To do: Make a word-for-word copy of the entries below from their first line through the line with "Class to detect: metal boat", and add nothing.

Data supplied: Begin

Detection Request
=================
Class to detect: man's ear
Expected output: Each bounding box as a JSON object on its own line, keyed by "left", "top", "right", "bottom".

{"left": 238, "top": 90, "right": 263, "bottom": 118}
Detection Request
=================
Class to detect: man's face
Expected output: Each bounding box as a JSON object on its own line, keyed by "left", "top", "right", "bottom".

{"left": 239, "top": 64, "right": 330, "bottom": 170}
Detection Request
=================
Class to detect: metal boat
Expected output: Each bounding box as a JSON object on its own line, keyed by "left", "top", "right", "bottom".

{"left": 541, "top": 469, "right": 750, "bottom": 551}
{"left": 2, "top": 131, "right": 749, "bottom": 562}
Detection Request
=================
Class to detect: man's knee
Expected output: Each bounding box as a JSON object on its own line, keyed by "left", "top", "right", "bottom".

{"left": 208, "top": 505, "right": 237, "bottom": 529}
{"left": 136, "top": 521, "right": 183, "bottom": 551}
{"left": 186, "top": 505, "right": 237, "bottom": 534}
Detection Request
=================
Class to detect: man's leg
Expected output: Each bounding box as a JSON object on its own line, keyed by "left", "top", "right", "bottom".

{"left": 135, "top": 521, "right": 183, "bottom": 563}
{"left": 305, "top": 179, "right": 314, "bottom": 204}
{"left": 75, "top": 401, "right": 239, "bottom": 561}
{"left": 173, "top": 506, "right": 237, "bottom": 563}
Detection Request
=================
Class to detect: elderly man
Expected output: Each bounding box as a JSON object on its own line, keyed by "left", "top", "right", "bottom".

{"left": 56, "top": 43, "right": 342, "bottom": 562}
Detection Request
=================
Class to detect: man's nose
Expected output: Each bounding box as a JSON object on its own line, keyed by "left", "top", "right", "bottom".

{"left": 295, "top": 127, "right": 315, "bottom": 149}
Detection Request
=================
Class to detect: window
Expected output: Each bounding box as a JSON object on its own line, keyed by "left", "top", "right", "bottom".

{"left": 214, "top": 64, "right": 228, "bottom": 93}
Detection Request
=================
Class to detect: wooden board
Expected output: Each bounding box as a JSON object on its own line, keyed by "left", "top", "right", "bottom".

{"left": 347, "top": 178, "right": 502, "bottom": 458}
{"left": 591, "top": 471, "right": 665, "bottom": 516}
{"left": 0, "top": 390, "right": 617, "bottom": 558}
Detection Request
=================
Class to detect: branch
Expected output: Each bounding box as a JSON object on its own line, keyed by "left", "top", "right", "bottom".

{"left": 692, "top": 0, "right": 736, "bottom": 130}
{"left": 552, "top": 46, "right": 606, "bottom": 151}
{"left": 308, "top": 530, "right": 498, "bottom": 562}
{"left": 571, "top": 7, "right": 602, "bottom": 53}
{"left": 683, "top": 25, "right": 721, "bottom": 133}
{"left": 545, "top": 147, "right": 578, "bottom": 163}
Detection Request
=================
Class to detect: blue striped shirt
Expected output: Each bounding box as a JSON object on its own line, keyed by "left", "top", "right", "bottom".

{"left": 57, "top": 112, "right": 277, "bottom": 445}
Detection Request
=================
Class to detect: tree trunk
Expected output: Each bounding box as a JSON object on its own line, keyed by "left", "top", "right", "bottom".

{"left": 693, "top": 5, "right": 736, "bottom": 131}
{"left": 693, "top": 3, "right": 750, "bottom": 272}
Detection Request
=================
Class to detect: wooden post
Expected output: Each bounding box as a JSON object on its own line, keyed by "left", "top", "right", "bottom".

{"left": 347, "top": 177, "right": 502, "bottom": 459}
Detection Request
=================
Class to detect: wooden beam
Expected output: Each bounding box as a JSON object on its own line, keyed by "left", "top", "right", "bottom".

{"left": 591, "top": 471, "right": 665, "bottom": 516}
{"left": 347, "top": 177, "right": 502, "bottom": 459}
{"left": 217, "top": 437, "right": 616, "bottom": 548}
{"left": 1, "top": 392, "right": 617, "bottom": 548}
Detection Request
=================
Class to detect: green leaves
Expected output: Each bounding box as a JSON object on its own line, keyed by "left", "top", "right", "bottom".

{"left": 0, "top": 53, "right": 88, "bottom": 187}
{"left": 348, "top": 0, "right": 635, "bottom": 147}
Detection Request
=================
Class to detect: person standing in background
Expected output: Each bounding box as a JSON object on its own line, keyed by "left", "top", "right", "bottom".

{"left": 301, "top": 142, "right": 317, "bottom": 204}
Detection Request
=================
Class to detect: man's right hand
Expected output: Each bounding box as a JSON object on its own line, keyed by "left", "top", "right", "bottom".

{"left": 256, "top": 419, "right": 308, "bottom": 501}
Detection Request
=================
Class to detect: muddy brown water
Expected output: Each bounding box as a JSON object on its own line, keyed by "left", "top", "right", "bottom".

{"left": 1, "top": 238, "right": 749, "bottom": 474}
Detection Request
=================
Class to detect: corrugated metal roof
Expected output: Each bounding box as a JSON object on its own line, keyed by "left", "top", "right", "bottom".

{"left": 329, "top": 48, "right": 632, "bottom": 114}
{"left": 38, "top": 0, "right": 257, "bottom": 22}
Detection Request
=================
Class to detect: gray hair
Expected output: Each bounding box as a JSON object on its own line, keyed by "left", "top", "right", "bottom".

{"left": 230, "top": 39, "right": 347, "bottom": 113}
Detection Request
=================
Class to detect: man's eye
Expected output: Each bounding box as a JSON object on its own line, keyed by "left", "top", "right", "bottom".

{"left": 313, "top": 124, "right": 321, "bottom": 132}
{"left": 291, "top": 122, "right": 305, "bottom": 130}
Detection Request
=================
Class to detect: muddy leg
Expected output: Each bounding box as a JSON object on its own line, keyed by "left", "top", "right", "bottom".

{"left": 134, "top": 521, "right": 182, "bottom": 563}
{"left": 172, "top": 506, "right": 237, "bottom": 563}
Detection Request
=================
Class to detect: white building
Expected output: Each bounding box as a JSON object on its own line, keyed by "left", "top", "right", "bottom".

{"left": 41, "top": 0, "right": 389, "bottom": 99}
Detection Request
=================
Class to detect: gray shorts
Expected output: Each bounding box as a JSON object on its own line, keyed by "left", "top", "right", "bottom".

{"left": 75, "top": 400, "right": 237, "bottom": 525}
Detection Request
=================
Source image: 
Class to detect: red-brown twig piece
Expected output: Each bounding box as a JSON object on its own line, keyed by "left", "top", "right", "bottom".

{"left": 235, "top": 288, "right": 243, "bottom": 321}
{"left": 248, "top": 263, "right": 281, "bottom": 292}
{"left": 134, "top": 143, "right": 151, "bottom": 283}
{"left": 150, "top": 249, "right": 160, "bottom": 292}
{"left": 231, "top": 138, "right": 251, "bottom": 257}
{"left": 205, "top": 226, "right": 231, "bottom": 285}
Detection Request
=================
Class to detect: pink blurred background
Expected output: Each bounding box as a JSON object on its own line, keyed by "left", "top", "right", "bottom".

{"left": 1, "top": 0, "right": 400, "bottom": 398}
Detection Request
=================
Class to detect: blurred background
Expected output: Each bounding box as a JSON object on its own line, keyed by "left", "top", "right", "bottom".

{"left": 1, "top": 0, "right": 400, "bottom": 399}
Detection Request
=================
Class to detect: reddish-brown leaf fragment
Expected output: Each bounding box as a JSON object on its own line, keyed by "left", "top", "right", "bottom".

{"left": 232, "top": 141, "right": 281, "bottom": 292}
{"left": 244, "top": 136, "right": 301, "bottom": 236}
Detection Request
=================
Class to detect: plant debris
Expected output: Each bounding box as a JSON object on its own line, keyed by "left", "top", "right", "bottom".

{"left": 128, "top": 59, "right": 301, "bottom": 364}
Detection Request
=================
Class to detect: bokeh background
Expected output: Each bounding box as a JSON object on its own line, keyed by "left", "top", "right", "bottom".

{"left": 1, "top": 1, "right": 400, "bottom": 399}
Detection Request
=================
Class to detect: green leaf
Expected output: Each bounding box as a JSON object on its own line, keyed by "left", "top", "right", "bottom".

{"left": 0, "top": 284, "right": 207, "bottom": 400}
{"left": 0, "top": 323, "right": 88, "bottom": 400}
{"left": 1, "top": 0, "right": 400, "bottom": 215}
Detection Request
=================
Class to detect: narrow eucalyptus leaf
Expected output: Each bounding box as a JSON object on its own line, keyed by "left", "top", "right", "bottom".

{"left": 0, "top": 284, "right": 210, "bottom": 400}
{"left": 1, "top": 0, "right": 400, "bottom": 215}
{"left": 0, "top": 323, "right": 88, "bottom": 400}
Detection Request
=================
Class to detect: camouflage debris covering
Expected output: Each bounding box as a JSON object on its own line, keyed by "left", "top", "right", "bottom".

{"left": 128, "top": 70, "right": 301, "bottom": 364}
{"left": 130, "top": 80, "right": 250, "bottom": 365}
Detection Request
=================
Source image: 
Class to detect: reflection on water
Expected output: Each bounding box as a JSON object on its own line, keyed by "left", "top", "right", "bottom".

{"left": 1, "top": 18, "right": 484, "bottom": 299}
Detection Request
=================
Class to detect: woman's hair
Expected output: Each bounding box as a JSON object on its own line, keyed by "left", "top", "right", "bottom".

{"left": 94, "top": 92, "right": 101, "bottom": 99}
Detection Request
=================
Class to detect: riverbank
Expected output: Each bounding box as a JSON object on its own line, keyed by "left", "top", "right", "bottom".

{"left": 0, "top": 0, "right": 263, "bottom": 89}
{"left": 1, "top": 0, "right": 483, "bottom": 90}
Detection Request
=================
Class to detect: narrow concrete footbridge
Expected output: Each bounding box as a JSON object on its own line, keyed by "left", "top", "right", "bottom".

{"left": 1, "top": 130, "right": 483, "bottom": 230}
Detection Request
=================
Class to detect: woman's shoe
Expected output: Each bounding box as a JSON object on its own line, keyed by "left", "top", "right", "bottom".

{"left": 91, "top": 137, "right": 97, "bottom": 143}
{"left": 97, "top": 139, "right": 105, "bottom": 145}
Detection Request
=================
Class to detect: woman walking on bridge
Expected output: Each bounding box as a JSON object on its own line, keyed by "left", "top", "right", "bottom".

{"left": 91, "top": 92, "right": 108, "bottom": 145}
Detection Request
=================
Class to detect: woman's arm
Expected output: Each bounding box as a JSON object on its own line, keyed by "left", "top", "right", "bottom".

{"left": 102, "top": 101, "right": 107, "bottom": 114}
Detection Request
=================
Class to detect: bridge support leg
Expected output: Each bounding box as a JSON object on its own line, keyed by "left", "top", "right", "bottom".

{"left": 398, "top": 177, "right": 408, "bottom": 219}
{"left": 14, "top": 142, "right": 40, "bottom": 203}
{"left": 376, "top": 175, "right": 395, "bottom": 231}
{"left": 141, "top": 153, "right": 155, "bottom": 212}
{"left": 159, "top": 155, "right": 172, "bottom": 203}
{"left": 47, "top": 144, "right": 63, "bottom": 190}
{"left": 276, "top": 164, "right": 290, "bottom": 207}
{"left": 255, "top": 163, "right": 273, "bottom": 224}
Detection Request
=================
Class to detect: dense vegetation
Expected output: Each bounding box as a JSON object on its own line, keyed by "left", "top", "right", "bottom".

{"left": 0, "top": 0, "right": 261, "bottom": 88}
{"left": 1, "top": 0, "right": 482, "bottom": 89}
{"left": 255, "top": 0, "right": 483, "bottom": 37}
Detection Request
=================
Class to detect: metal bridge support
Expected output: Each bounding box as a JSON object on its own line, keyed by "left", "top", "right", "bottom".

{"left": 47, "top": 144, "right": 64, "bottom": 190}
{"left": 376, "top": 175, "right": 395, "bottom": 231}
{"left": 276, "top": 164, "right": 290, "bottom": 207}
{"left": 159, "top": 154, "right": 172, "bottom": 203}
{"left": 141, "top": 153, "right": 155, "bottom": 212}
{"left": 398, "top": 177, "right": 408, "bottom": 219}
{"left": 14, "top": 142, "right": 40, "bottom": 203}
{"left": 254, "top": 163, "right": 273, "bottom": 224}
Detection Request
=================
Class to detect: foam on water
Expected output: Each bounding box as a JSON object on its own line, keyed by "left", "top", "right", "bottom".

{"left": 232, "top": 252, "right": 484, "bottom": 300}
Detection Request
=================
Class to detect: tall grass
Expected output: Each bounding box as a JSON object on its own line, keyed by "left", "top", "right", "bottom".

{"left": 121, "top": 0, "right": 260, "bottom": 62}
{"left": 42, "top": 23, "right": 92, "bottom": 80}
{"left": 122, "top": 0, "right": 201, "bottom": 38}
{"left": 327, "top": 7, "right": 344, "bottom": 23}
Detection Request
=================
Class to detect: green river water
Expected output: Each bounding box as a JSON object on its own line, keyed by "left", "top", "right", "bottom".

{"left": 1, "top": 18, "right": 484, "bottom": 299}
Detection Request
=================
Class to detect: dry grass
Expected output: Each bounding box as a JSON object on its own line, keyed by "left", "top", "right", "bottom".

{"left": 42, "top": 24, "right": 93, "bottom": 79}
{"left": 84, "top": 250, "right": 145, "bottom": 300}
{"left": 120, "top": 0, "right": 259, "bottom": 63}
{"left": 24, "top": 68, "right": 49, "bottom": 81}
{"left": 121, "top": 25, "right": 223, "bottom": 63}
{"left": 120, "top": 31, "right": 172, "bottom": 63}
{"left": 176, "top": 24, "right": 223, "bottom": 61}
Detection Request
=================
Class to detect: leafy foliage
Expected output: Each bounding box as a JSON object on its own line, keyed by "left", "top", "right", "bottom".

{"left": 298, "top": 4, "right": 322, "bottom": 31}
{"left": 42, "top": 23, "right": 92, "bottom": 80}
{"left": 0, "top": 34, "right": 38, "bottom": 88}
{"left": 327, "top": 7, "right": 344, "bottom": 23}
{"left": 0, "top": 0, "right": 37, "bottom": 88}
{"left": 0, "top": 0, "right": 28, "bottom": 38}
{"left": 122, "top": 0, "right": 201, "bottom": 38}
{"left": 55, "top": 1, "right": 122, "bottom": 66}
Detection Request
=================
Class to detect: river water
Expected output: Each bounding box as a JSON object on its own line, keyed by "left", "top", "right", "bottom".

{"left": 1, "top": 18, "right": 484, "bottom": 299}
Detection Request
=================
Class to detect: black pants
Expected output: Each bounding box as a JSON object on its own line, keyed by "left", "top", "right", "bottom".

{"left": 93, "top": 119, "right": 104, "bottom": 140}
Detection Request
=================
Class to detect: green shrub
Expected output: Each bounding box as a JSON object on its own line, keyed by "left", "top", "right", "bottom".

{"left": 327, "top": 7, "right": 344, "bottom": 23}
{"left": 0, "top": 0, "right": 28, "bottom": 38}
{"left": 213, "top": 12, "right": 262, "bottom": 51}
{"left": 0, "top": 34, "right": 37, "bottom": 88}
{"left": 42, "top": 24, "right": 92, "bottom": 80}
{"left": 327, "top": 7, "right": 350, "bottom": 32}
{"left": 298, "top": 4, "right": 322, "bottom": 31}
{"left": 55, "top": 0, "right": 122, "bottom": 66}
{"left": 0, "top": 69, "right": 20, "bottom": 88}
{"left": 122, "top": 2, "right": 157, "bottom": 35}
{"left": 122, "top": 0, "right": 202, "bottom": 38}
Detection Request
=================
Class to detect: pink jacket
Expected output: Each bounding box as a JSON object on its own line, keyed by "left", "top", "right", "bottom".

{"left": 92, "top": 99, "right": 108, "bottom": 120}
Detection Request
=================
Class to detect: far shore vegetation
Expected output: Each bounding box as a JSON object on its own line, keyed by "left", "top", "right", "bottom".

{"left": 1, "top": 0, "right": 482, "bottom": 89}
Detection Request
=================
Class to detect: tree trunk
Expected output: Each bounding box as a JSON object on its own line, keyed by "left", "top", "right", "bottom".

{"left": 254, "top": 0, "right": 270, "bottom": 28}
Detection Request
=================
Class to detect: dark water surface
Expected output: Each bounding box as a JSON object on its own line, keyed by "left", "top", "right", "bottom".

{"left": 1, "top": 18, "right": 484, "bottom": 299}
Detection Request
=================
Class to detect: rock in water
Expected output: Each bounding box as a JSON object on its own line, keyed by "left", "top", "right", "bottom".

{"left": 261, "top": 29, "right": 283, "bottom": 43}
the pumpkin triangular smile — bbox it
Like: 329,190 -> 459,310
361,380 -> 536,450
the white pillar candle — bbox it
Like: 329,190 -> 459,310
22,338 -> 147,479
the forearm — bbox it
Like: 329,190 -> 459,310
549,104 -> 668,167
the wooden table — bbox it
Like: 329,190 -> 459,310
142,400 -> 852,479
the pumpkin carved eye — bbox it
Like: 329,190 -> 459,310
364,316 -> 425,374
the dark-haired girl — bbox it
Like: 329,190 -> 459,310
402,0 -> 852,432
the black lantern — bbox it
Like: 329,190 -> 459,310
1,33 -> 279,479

Data supplied: End

Response area:
Detection Request
=================
Class to detect: man's ear
Expected output: Each bounding box as a JSON object on its own line, keyed by "left", "top", "right", "bottom".

{"left": 238, "top": 90, "right": 263, "bottom": 118}
Detection Request
=================
Class to detect: man's face
Expected output: Each bounding box as a JSON object on its own line, keyed by "left", "top", "right", "bottom".

{"left": 239, "top": 64, "right": 330, "bottom": 170}
Detection Request
=================
Class to detect: metal boat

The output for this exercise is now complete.